### Assigned task
Without changing anything, output the records below.

### Available data
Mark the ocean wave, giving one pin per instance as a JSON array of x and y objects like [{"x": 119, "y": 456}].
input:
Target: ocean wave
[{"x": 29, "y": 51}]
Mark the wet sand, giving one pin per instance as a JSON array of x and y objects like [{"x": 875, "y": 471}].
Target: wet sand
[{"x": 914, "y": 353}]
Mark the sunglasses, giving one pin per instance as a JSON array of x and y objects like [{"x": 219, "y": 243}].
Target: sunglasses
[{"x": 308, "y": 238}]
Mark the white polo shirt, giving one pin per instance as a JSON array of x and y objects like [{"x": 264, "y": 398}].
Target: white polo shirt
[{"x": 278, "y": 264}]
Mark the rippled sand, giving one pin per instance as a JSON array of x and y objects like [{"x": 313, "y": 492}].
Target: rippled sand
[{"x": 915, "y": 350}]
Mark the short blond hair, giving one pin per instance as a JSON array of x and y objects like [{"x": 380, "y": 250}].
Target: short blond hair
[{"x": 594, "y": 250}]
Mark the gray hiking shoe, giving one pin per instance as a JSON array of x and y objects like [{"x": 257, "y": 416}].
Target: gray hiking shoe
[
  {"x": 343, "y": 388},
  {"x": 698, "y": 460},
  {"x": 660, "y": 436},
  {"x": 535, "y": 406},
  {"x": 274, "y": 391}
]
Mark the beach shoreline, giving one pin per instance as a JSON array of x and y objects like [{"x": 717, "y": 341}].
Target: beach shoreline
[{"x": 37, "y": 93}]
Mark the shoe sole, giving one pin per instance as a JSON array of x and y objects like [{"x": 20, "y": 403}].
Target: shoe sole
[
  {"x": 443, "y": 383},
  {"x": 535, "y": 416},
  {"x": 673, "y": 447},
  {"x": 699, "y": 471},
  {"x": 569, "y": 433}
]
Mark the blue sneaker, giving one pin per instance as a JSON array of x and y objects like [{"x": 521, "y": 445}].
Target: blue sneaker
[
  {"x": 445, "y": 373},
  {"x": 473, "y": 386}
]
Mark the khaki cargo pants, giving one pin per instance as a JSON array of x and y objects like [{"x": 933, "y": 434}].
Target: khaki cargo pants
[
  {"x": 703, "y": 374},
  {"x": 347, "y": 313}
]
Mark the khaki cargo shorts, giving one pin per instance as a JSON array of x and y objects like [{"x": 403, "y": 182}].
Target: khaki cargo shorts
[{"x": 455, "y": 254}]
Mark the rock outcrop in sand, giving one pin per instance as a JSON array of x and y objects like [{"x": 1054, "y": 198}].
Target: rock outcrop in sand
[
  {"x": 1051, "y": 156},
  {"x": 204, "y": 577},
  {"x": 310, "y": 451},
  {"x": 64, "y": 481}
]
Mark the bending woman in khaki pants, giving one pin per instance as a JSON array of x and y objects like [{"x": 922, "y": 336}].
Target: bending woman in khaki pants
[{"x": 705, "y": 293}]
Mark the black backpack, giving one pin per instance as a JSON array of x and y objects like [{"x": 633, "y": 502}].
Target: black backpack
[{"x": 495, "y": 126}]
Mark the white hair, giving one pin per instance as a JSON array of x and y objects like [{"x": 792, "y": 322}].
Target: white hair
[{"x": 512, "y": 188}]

### Solution to the problem
Mark the ocean wave, giving one pin per instance as a JSON array of x and y objects like [{"x": 119, "y": 456}].
input:
Target: ocean wave
[{"x": 29, "y": 51}]
Mark the wet sand, giving one pin per instance as a JSON array of x and y objects like [{"x": 875, "y": 471}].
Target: wet sand
[{"x": 914, "y": 353}]
Mark the sunglasses, giving one pin per instance as a JSON array of x and y objects like [{"x": 219, "y": 243}].
Target: sunglasses
[{"x": 308, "y": 238}]
Mark the white polo shirt, giving one pin per instance as a JSON array of x and y objects like [{"x": 264, "y": 398}].
Target: white polo shirt
[{"x": 278, "y": 264}]
Mark the rippled sand, giving one pin per instance as a JSON array of x and y objects like [{"x": 313, "y": 492}].
Target: rippled sand
[{"x": 915, "y": 350}]
Mark the short blond hair, giving one pin per instance as a JSON array of x and y objects like [{"x": 380, "y": 250}].
Target: short blond hair
[{"x": 594, "y": 250}]
Mark the gray hiking shoe, giving one pin per instance as a JSON array of x and y objects like [{"x": 257, "y": 416}].
Target: gray hiking shoe
[
  {"x": 343, "y": 388},
  {"x": 698, "y": 460},
  {"x": 660, "y": 436},
  {"x": 535, "y": 406},
  {"x": 274, "y": 391}
]
Mark the beach shoreline, giving one pin per instance as a JSON array of x and y objects like [{"x": 717, "y": 341}].
Target: beach shoreline
[{"x": 37, "y": 93}]
Mark the shoe sole, giving one pin per instance as a JSON array of x and y objects like [{"x": 20, "y": 403}].
Target: shoe sole
[
  {"x": 443, "y": 383},
  {"x": 535, "y": 416},
  {"x": 673, "y": 447},
  {"x": 699, "y": 471},
  {"x": 569, "y": 433}
]
Mark the blue sneaker, giving one pin per instance as a JSON array of x and y objects like [{"x": 521, "y": 445}].
Target: blue sneaker
[
  {"x": 445, "y": 373},
  {"x": 473, "y": 386}
]
Mark the khaki cargo pants, giving one pin per instance as a JSON array of x and y objects like [{"x": 933, "y": 434}].
Target: khaki cargo pants
[
  {"x": 703, "y": 374},
  {"x": 347, "y": 313}
]
Mark the khaki cargo shorts, giving one pin per instance as a JSON array of x and y objects like [{"x": 403, "y": 182}].
Target: khaki cargo shorts
[{"x": 455, "y": 254}]
Mark the rock outcrop in sand, giving one pin per instance as a JSON array of x and y objects like [{"x": 1054, "y": 198}].
Target: rock outcrop in sand
[
  {"x": 1051, "y": 156},
  {"x": 204, "y": 577},
  {"x": 310, "y": 451},
  {"x": 64, "y": 481}
]
Mark the bending woman in khaki pants, giving one pin per instance as a JSON array of x and y objects like [{"x": 922, "y": 336}].
Target: bending woman in khaki pants
[{"x": 705, "y": 293}]
Mark the black backpack, giving one pin per instance as a JSON array of x and y objects like [{"x": 633, "y": 502}].
Target: black backpack
[{"x": 495, "y": 126}]
Mark the white hair, giving one pin per instance as a JSON array of x and y objects like [{"x": 792, "y": 322}].
Target: white hair
[{"x": 512, "y": 188}]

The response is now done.